* **PAGE TEXT**:
Confessions of a Laid-off Lawyer

Just Your Average Joe Blogging Away His Debt—In One Year or Less

I Need a Wife

with 24 comments

Total Black: $210.19
Total Red: $227,326.64

A friend of mine at the law firm used to tease that she needed a wife.  Someone to pick up the dry cleaning, to pay the bills, clean the house.  A good little wifey to go grocery shopping and iron the clothes.  Maybe bake a cake every now and then.  Definitely one who’d cook the meals.  Someone to take care of all the domestic needs.  A response I wrote to a commenter reminded me of my own need for one as well. 

My first office mate at the law firm was married.  He noticed (and commented) every time I got to work late or was delayed because of some errand or task like going to the post office to retrieve a package or picking up my dry cleaning.  Commuting from Brooklyn meant that any delay compounded my late arrival.  It never occurred to him though how he didn’t have to worry about such things because he had a wife at home who took care of it all—and his two kids.  He also never saw the competitive advantage he had over me.  Sometimes—when I think of how privileged straight, married men are, it just infuriates me.  And, of course, he wasn’t included in the group of attorneys who were ultimately laid-off.   No, we were all women, gay, and/or single.  Only one guy was married.  But I digress.

Single people—and thus in a sense all gay people since most can’t marry (and marriage isn’t something historically gay peoples have valued)—are significantly disadvantaged by the whole wife system.  If you live alone, you don’t get someone to do the cooking each night.  There’s no one to pitch in with the laundry.  You can’t ask someone to stop for  milk on the way home.  You’ve got to do everything yourself.  And it really sucks.  Who the hell encouraged this form of isolated living?

* **TASK LIST**:
1) Transcribe the blog post word for word, starting at "My first office" and ending at "But I digress.".
2) Using the blog post, answer each question:
(a) What amount is listed as the Total Red?
(b) From where did the writer commute to work?
(c) How many of the men who were laid off were married?
3) For each statement, say whether it agrees with the blog post:
(a) The writer's first office mate was among the attorneys who were laid off.
(b) The post is shown with 24 comments.
(c) The first office mate had two kids.
The records that come next are from another source.

* **EXTRACTED ENTRIES**:
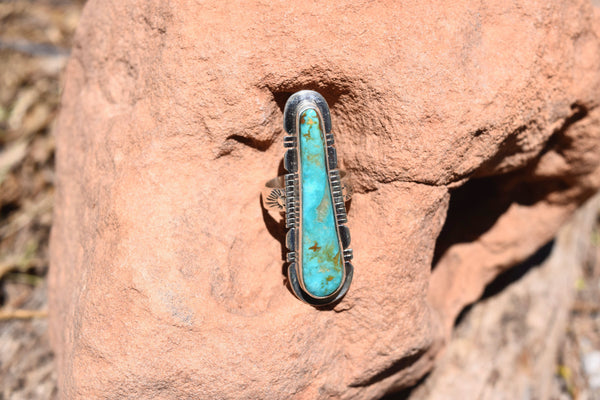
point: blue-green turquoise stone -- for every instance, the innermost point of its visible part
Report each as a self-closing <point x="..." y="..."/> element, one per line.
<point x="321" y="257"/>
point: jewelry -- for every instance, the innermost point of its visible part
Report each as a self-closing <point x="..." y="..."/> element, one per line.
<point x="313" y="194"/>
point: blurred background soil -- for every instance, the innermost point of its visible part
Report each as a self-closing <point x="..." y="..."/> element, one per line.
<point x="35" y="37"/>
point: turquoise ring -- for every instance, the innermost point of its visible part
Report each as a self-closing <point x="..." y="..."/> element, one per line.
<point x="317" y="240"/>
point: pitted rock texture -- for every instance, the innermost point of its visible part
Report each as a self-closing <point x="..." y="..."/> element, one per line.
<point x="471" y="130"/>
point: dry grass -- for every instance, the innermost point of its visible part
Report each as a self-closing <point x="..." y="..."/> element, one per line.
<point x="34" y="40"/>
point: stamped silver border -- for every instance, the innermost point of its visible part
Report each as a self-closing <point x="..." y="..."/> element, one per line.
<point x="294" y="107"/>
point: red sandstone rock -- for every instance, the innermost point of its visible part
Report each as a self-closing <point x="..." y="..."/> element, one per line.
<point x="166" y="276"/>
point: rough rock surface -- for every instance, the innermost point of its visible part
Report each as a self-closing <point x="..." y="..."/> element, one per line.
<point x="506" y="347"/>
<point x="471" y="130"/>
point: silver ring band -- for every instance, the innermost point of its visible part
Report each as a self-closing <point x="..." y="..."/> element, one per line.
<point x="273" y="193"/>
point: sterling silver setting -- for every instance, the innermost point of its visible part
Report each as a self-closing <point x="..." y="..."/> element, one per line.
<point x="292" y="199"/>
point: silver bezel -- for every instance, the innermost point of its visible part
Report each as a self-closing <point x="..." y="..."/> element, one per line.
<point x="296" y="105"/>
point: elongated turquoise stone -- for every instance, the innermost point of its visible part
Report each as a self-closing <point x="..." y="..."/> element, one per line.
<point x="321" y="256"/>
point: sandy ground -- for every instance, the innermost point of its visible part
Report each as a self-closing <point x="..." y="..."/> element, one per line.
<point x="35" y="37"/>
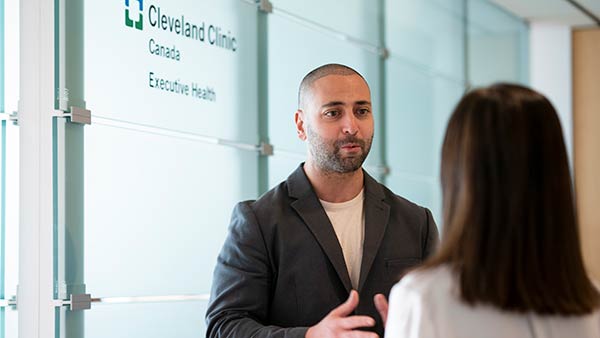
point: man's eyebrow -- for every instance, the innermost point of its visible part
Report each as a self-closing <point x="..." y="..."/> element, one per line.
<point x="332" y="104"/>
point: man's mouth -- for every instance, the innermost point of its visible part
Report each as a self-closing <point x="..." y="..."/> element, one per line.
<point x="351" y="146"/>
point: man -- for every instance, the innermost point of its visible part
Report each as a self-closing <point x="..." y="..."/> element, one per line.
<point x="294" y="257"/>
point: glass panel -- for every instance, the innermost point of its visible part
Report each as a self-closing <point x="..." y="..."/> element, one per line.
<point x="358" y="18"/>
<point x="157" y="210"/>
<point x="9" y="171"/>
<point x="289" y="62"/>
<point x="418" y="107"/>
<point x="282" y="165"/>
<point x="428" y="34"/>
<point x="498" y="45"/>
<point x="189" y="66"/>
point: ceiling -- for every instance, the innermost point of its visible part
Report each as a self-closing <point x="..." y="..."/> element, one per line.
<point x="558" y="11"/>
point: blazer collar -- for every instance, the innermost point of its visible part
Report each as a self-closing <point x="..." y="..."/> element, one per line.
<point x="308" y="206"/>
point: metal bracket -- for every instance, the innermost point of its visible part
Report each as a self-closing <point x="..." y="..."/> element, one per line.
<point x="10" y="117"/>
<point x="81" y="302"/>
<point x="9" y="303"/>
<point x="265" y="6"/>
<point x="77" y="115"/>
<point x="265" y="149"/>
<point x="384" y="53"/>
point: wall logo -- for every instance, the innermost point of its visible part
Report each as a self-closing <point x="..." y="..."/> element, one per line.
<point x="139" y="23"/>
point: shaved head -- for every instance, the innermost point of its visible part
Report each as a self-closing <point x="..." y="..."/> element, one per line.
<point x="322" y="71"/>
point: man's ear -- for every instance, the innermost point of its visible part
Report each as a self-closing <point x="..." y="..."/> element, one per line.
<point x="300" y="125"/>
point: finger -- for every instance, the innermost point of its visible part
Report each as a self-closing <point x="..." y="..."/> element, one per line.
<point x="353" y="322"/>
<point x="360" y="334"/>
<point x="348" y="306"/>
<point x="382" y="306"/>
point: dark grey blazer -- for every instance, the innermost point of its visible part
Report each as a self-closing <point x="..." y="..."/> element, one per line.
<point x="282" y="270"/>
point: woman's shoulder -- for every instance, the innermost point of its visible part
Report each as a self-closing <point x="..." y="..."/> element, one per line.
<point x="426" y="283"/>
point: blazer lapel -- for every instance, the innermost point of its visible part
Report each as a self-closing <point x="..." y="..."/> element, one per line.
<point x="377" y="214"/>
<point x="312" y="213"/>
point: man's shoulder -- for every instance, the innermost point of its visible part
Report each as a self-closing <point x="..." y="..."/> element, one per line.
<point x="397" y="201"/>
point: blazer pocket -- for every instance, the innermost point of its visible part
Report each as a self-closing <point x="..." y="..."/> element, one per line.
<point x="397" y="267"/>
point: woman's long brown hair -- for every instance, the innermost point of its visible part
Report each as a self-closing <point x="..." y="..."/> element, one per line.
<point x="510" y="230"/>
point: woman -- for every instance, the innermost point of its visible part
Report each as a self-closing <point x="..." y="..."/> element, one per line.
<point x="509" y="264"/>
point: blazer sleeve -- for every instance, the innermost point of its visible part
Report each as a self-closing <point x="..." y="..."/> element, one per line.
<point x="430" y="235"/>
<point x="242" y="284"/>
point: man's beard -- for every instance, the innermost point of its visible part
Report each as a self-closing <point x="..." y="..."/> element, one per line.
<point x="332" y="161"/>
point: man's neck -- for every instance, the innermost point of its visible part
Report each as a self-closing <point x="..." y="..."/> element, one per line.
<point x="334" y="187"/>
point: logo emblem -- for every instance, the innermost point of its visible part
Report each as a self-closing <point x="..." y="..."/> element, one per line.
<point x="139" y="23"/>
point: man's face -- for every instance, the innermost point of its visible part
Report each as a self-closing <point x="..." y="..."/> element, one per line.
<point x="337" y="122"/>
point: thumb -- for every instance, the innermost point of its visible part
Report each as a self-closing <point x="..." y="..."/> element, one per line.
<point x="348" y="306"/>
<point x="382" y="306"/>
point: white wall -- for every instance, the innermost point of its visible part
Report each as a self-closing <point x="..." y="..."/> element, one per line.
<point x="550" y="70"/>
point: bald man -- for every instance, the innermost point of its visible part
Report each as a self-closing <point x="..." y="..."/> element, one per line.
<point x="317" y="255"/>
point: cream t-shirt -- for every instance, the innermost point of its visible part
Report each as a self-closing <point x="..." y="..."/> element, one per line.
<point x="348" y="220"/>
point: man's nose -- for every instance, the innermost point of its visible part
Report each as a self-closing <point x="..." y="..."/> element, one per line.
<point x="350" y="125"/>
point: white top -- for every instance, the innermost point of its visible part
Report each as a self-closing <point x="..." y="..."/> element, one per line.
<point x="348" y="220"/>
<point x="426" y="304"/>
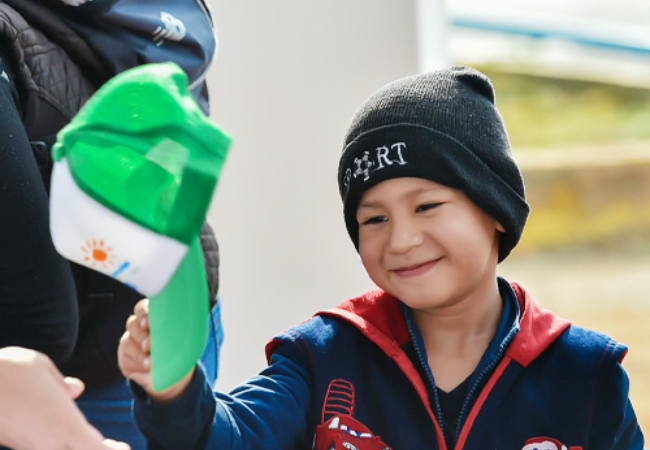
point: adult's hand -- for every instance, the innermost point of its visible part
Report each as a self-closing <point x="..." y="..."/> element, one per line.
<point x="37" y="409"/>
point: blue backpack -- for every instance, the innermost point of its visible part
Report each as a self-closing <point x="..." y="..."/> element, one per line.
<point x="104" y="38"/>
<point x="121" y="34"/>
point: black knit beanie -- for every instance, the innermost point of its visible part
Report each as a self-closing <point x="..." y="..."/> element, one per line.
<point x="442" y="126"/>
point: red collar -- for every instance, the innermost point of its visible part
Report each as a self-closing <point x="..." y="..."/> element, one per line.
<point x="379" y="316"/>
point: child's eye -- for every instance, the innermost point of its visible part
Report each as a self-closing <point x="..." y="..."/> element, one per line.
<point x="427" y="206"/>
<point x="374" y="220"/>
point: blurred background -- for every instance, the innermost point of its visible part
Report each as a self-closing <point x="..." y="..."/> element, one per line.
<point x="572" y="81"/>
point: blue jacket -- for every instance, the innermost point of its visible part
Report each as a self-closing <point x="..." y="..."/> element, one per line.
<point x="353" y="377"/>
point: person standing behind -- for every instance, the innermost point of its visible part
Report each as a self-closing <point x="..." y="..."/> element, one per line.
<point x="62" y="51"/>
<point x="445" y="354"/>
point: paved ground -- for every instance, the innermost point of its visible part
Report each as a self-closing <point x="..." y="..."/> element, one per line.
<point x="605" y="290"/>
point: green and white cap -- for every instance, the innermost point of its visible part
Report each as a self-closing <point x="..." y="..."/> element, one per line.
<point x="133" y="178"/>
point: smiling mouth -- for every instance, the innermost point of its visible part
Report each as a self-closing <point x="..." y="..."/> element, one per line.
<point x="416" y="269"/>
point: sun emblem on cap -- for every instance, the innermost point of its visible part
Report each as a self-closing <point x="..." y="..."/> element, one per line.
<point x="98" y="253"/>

---

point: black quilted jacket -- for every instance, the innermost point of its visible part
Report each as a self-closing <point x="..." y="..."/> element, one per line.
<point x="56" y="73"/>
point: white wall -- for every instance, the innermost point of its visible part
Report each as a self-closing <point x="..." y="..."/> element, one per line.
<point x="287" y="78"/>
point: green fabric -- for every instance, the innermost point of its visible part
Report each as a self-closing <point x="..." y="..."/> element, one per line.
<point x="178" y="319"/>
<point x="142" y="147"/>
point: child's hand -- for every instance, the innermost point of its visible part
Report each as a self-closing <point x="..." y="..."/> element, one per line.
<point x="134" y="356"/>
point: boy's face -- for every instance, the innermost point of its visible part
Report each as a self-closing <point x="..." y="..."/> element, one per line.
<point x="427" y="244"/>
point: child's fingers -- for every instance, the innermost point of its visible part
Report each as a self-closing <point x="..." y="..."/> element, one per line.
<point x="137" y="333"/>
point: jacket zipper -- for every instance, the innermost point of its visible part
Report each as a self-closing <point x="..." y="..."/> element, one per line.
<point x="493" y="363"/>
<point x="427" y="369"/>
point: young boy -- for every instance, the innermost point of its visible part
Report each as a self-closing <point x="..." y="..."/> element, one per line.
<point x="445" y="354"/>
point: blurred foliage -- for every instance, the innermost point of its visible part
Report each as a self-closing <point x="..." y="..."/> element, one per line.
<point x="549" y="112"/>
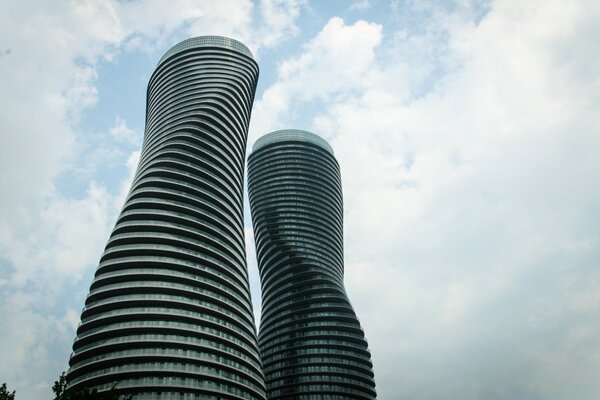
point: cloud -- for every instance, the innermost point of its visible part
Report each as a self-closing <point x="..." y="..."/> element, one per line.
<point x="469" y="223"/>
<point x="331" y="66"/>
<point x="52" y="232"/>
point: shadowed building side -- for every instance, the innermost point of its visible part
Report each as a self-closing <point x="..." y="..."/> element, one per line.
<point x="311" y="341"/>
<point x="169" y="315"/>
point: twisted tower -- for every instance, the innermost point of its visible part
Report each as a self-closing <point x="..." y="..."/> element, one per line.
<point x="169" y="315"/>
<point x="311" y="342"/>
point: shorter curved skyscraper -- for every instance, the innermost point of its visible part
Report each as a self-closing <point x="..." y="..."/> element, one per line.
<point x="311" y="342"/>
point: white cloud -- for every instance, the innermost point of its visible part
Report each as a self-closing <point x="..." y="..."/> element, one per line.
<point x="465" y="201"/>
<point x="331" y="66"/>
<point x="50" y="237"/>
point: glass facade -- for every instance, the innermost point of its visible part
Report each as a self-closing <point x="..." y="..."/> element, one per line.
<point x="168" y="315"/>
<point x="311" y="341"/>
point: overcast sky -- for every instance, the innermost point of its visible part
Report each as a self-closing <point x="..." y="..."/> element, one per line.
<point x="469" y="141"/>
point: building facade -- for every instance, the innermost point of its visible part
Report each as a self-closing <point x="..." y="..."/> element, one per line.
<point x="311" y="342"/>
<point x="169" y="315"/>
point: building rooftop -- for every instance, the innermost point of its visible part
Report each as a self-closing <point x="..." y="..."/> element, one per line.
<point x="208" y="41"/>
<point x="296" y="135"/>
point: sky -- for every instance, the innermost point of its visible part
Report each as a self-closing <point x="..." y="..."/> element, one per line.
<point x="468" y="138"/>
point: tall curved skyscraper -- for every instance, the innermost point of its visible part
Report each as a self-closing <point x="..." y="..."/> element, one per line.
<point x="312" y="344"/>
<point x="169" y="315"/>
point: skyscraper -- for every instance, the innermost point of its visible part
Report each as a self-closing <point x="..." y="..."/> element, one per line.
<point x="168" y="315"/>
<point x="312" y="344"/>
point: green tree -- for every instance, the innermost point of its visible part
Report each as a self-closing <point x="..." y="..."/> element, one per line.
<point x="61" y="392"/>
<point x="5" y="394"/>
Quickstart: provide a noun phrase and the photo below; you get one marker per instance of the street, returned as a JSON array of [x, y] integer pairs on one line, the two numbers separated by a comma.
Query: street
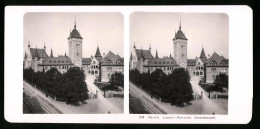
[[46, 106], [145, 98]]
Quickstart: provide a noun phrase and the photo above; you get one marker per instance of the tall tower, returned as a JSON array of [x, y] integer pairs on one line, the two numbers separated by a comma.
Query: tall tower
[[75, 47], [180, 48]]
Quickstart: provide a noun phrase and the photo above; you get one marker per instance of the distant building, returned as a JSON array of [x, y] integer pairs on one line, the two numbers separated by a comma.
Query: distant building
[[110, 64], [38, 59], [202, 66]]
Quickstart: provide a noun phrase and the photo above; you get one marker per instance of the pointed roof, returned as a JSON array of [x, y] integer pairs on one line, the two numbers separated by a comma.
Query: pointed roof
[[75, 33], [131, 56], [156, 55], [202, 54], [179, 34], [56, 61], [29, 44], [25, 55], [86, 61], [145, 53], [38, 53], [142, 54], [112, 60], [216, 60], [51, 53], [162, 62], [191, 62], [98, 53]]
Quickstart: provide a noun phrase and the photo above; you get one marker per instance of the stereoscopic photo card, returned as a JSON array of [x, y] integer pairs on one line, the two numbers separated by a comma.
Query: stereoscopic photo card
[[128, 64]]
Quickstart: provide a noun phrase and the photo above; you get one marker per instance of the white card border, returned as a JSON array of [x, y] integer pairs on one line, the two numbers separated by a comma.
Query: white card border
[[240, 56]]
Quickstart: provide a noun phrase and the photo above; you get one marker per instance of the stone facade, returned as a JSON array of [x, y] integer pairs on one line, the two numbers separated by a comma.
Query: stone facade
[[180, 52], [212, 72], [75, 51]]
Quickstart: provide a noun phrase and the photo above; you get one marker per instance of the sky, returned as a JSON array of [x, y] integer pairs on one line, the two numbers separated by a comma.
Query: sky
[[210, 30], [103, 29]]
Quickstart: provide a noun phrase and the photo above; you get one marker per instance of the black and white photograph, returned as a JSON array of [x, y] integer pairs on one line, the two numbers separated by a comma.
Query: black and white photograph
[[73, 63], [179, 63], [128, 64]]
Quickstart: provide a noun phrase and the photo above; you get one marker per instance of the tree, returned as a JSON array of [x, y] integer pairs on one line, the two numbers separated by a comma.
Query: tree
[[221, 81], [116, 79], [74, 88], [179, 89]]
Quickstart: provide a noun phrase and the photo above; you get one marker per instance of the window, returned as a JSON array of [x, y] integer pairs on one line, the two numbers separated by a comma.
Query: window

* **OUTPUTS**:
1)
My first office mate at the law firm was married.  He noticed (and commented) every time I got to work late or was delayed because of some errand or task like going to the post office to retrieve a package or picking up my dry cleaning.  Commuting from Brooklyn meant that any delay compounded my late arrival.  It never occurred to him though how he didn’t have to worry about such things because he had a wife at home who took care of it all—and his two kids.  He also never saw the competitive advantage he had over me.  Sometimes—when I think of how privileged straight, married men are, it just infuriates me.  And, of course, he wasn’t included in the group of attorneys who were ultimately laid-off.   No, we were all women, gay, and/or single.  Only one guy was married.  But I digress.

2)
(a) $227,326.64
(b) Brooklyn
(c) One

3)
(a) No: "he wasn’t included in the group of attorneys who were ultimately laid-off."
(b) Yes: "with 24 comments"
(c) Yes: "a wife at home who took care of it all—and his two kids."